Text:
▼
What is Feline Infectious Peritonitis?
Feline infectious peritonitis (FIP) is a syndrome that results from wide-spread infiltration of the body’s organs with a type of inflammatory tissue called pyogranuloma. The resulting inflammation leads to organ failure, uncontrollable fevers and sometimes an accumulation of thick yellow fluid in the belly or chest (referred to as the wet form of FIP). This is unfortunately rapidly fatal. The “dry” form of FIP is slower to reveal itself and may cause issues over months to years. Both forms have 100% mortality.
FIP is a reaction to a Feline Enteric Coronavirus infection. Many cats that develop Feline Coronavirus will never have this reaction and often it goes unnoticed.
What do we know about the Feline Enteric Coronavirus?
- It is common wherever cats are housed in groups and it is readily transmitted between cats.
▲
Required work:
**A.** Using the text on feline infectious peritonitis, explain in one to three sentences what leads to the organ failure and uncontrollable fevers it describes.
**B.** Carry on the text about feline infectious peritonitis from the point where it stops.
The material after this text is separate from it.

Data shown:
▼
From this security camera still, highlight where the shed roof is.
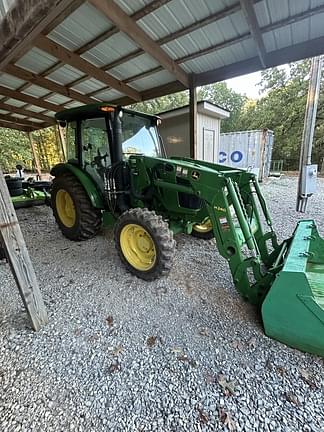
▲
Responses:
**A.** In FIP, a type of inflammatory tissue called pyogranuloma spreads widely through the body's organs. The inflammation this causes leads to organ failure and uncontrollable fevers, and sometimes to a buildup of thick yellow fluid in the belly or chest.

**B.**
- Transmission is typically by contact with infected faeces. The virus enters the new host’s body via the nose and mouth.
- An active infection lasts several weeks to a few months. Virus is shed in the infected cat’s stool during this period. If the cat is reinfected, virus sheds again for weeks to months. During this time, the cat may or may not seem at all ill. Some infected cats do not shed virus.
- Most household disinfectants readily kill coronavirus immediately. Room temperature kills coronavirus within 48 hours. Carpeting is protective to the virus and the virus is able to survive in carpeting for at least 7 weeks.
- Once a cat has been infected with the virus and recovered, the cat can be easily re-infected by continued exposure to infected faeces. In this way, many catteries where there are always cats sharing litter boxes never rid themselves of this infection.
- The enteric coronavirus attacks intestinal cells and creates gastrointestinal (GI) upset. As long as the infection is confined to the GI tract, there will be no FIP.
How Coronavirus changes to FIP
This involves an inflammatory cell called a macrophage. In most cases the macrophage cells kill the virus but in some cases Coronavirus mutates and survives the macrophage attack. The virus then uses these cells to move around the body and as more macrophages are produced in an attempt to respond to the virus pyogranulomas are formed.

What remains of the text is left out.